Instructions:
**1.** Summarize the inequality thread in two sentences.
**2.** According to the inequality thread, how can one see that the function f(t) = (t+1)/(√(1+t+t²)+√(2+t)) is monotonically increasing? Answer in one or two sentences.
**3.** Continue the inequality thread from where it stops.

Passage given:
** start **

Inequality. $\sum{\sqrt{x^2+xy+y^2}}\geq \sum{\sqrt{2x^2+xy}}.$

Let $x,y,z >0$. Prove that:

$$\sum_{\text{cyc}}{\sqrt{x^2+xy+y^2}}\geq \sum_{\text{cyc}}{\sqrt{2x^2+xy}} .$$

Thanks for your help :)

-
What is $cyc$ ? looks like it holds iff $x^2\leq y^2$ iff... – Belgi Sep 14 '12 at 10:43
The notation seems still unclear. – Peter Tamaroff Sep 14 '12 at 11:32
@downvoter A short explanation why (-1) ? Thanks a lot :) – Iuli Sep 14 '12 at 12:09
@Iuli I don't know the answer. I voted down, because the notation "cyc" doesn't get explained in the post. I don't understand that notation either. – Doug Spoonwood Sep 14 '12 at 12:14
@DougSpoonwood If you don't understand something that doesn't mean that something it is not nice, useful . You can ask more information and please review your behavior :) – Iuli Sep 14 '12 at 12:17
show 10 more comments

We can write \begin{align} &\sqrt{x^2+xy+y^2}-\sqrt{2x^2+xy}\\ &=\frac{y^2-x^2}{\sqrt{x^2+xy+y^2}+\sqrt{2x^2+xy}}\\ &=\frac{y+x}{\sqrt{x^2+xy+y^2}+\sqrt{2x^2+xy}}(y-x)\\ &=\frac{y/x+1}{\sqrt{1+y/x+(y/x)^2}+\sqrt{2+y/x}}(y-x)\tag{1} \end{align} Analysis of the function $$f(t)=\frac{t+1}{\sqrt{1+t+t^2}+\sqrt{2+t}}\tag{2}$$ shows that it is monotonically increasing. Therefore, $$(f(y/x)-f(1))(y-x)\ge0\tag{3}$$ Note that $$\sum_{\mathrm{cyc}}(y-x)=0\tag{4}$$ therefore, \begin{align} &\sum_{\mathrm{cyc}}\left(\sqrt{x^2+xy+y^2}-\sqrt{2x^2+xy}\right)\\ &=\sum_{\mathrm{cyc}}f(y/x)(y-x)\\ &=\sum_{\mathrm{cyc}}(f(y/x)-1)(y-x)\\ &\ge0\tag{5} \end{align} Thus, $$\sum_{\mathrm{cyc}}\sqrt{x^2+xy+y^2}\ge\sum_{\mathrm{cyc}}\sqrt{2x^2+xy}\tag{6}$$

To see that $f$ is monotonically increasing, let's look at the reciprocal of its square: \begin{align} \frac1{f(t)^2} &=\frac{(t+1)^2+2+2\sqrt{(t+1)^3+1}}{(t+1)^2}\\ &=1+\frac2{(t+1)^2}+2\sqrt{\frac1{t+1}+\frac1{(t+1)^4}}\tag{7} \end{align} and $(7)$ is pretty clearly monotonically decreasing.

** end **

Given records:
** start **

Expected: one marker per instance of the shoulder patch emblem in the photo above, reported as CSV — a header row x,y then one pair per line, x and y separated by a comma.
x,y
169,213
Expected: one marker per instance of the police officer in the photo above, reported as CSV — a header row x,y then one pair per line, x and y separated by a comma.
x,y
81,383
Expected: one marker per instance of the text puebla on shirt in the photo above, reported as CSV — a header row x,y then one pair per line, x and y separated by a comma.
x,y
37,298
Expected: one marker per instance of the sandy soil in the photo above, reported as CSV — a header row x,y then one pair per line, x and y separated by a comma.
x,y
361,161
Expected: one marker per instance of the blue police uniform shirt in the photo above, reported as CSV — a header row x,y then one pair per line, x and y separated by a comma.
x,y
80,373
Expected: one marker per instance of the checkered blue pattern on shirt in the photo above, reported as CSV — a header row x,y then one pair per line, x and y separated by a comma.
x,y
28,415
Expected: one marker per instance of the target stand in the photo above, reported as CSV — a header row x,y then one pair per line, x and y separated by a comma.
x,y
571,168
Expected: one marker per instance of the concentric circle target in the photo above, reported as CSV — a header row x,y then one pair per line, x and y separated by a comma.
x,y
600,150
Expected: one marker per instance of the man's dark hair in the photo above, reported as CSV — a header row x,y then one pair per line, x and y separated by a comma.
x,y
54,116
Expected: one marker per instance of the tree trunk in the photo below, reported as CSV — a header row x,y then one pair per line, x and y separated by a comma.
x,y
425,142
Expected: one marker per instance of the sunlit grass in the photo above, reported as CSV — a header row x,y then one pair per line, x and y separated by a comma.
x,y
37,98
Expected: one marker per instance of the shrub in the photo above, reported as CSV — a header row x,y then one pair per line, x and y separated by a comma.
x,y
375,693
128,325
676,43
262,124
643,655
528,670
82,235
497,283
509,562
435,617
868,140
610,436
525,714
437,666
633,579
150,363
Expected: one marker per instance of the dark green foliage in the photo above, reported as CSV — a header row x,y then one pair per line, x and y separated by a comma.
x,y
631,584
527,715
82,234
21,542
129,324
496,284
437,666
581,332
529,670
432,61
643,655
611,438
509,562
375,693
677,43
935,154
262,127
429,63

** end **

Responses to the exercise:
**1.** The thread asks for a proof that, for positive x, y, z, the cyclic sum of √(x²+xy+y²) is at least the cyclic sum of √(2x²+xy), and commenters say the "cyc" notation is not explained, one giving that as the reason for a downvote. The reply writes each difference of roots as f(y/x)(y−x) for a monotonically increasing function f, uses the fact that the cyclic sum of (y−x) is zero to conclude the inequality, and shows f is increasing by looking at the reciprocal of its square.

**2.** The reply looks at the reciprocal of the square of f, which it rewrites in (7) as 1 + 2/(t+1)² + 2√(1/(t+1) + 1/(t+1)⁴). It says this expression is pretty clearly monotonically decreasing, which shows that f is increasing.

**3.**
-
 Is there a slick trick showing that $f$ in $(2)$ is monotonic? – t.b. Sep 14 '12 at 14:37 @t.b.: I originally just plotted it, but I have added a proof. – robjohn♦ Sep 14 '12 at 15:04 Nice, thanks!${}$ – t.b. Sep 14 '12 at 15:07

I found a nice idea and I manage to solve it, also this inequality is very interesting.

$$(x-y)^2=x^2-2xy+y^2 \geq 0.$$ We can write this inequality as: $$4x^2+4xy+4y^2 \geq 3x^2+6xy+3y^2 \Leftrightarrow x^2+xy+y^2 \geq \frac{3}{4}(x+y)^2$$ or

$$\sqrt{x^2+xy+y^2} \geq \frac{\sqrt{3}}{2}(x+y).$$

So: $$\sum_{cyc}{\sqrt{x^2+xy+y^2}} \geq \sqrt{3} \cdot (x+y+z)$$

or: $$\left(\sum_{cyc}{\sqrt{x^2+xy+y^2}}\right)^2 \geq 3(x+y+z)^2. \tag{1}$$

Now $\displaystyle \sum_{cyc}{\sqrt{2x^2+xy}}=\sum_{cyc}{\sqrt{x}\cdot \sqrt{2x+y}}$ and we apply Cauchy-Schwarz, so :

$$\left(\sum_{cyc}{\sqrt{x}\cdot\sqrt{2x+y}}\right)^2 \leq (x+y+z)(3(x+y+z))=3(x+y+z)^2. \tag{2}$$

Using relation $(1)$ and relation $(2)$ we obtain the desired result.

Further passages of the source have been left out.